### PASSAGE TO READ:
In the instant case, the petitioner has admitted that in each of the taxable years she had substantial amounts of income which were not entered in the "black" book or any other record kept by her and which she did not report on her income tax returns. She also admits that various entries in the "black" book and on her returns indicating contributions to the Red Cross, the U.S.O., and the Salvation Army were false and that such contributions were not in fact made. Sources of unreported income, according to petitioner, included coin machines in the tavern, the rolling of dice with customers and with her business competitors on Valencia Street, and various other gambling activities away from her place of business.

It is argued by her counsel that all of her receipts, both at the bar and from other sources, were regularly deposited in her bank account and that the "black" book, her bank statements and canceled checks constituted a complete record of all of her income and that upon examination of those records her correct net income could be determined. The difficulty with that*347 argument is that the evidence is to the contrary. According to petitioner's own testimony, various amounts of her unreported income were received in cash and paid out in cash, and did not appear in the "black" book or pass through her bank account. The bank statements show that during the years in question petitioner made deposits in her checking account in the Bank of California on an average of seven to eight times a month, and in 1944, on an average of nine times per month. To what extent the money deposited was from receipts which had passed through the cash register and to what extent from unrecorded and unreported income, we do not know. In any event, the deposits did not include all of her receipts, and we have no way of knowing the amount by which her actual receipts exceeded those deposits. With respect to disbursements, we have a similar situation. Disbursements were made both in cash and by check. Some were recorded in the "black" book and some were not. Where the unrecorded disbursements were by check, it is possible, in some instances, to draw a conclusion as to whether they were for business or for personal reasons. In other instances, it is not. The extent of the unrecorded*348 disbursements which were made by cash is not shown, and by the same token, we do not know the amount of the unrecorded cash disbursements which were made for business purposes or the amount so made for petitioner's personal pleasure and benefit.

### GIVEN PROBLEM A:
Name each organization that the court opinion excerpt says the petitioner falsely listed as receiving her contributions.

### WORKING DATA:
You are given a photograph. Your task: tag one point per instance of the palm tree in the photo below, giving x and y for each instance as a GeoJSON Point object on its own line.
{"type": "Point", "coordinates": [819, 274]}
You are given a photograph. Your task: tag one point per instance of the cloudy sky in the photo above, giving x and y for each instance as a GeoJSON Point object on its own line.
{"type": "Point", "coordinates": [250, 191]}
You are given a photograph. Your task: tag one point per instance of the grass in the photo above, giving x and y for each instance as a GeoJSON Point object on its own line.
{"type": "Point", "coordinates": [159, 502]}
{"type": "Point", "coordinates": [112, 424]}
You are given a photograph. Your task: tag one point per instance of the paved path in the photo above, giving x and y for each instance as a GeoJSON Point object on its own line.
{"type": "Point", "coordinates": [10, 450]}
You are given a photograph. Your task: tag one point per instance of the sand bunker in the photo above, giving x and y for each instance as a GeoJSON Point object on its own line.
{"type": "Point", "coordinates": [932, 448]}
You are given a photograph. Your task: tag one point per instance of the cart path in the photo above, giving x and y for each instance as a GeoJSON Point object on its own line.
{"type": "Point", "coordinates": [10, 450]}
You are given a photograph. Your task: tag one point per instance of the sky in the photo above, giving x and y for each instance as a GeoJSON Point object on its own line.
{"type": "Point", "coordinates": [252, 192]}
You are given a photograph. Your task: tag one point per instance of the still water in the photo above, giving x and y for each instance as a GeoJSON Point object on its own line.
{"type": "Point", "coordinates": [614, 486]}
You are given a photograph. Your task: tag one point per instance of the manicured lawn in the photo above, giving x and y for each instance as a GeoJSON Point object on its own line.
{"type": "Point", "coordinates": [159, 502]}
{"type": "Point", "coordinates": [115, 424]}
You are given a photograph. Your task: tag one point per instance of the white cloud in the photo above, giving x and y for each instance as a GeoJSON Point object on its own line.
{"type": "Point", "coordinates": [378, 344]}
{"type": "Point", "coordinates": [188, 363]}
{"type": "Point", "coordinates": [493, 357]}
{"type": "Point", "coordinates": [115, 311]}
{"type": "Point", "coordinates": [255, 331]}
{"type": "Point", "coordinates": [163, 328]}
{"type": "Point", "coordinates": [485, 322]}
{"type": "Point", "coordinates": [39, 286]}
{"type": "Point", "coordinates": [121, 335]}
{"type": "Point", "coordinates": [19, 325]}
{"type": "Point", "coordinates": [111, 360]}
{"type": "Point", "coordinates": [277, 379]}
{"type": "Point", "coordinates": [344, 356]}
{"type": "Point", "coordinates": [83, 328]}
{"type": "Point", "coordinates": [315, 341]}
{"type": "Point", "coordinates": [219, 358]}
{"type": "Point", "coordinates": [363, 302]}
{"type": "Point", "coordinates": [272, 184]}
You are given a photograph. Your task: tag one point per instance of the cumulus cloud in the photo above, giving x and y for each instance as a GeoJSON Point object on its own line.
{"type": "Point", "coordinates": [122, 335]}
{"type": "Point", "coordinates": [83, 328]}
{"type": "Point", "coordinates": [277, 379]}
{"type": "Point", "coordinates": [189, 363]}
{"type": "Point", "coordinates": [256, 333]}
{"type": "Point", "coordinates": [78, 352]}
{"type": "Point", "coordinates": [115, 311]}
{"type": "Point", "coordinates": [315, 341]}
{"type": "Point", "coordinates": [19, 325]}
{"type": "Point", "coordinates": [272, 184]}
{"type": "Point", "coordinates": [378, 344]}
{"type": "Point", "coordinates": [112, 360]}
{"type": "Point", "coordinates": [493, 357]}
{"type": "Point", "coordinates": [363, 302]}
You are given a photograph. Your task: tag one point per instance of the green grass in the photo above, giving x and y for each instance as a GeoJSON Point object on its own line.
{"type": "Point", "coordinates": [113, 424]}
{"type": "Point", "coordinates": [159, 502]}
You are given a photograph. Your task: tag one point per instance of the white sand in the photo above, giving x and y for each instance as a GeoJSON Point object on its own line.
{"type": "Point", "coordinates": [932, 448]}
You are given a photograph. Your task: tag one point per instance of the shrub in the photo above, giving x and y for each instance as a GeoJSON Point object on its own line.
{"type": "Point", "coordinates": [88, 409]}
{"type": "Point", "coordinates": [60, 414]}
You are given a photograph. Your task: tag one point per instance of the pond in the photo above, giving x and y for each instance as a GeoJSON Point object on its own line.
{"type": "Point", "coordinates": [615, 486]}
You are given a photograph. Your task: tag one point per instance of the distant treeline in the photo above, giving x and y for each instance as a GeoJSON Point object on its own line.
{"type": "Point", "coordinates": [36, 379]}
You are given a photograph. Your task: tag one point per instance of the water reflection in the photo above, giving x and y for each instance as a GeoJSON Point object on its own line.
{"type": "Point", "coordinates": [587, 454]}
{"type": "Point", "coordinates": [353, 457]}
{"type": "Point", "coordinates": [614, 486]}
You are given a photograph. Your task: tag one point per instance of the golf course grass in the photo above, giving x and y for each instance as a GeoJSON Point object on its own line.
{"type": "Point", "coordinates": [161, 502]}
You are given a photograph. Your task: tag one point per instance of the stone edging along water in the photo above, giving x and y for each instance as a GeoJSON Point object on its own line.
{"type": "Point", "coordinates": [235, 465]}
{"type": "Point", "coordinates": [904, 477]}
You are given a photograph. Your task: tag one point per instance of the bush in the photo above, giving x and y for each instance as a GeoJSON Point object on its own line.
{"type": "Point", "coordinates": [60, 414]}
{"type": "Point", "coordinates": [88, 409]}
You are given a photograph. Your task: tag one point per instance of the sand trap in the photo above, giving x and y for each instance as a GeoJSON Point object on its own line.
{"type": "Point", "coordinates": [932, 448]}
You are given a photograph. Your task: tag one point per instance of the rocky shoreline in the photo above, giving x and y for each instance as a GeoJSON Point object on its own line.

### GIVEN PROBLEM B:
From the records, pull out every line from the one containing "of the stone" down to the last line of the records, both included, and repeat them word for word.

### EXERCISE OUTPUT A:
- the Red Cross
- the U.S.O.
- the Salvation Army

### EXERCISE OUTPUT B:
You are given a photograph. Your task: tag one point per instance of the stone edging along water in the photo above, giving x and y for each instance as a GeoJSON Point object on its own line.
{"type": "Point", "coordinates": [235, 465]}
{"type": "Point", "coordinates": [904, 477]}
You are given a photograph. Your task: tag one point per instance of the bush in the photo above, giving x and y for each instance as a GeoJSON Point object on its own line.
{"type": "Point", "coordinates": [60, 414]}
{"type": "Point", "coordinates": [88, 409]}
You are given a photograph. Your task: tag one point per instance of the sand trap in the photo above, giving x and y for each instance as a GeoJSON Point object on its own line.
{"type": "Point", "coordinates": [932, 448]}
You are given a photograph. Your task: tag one point per instance of the rocky shoreline in the photo above, giving x and y for each instance as a GeoJSON Point object on its own line.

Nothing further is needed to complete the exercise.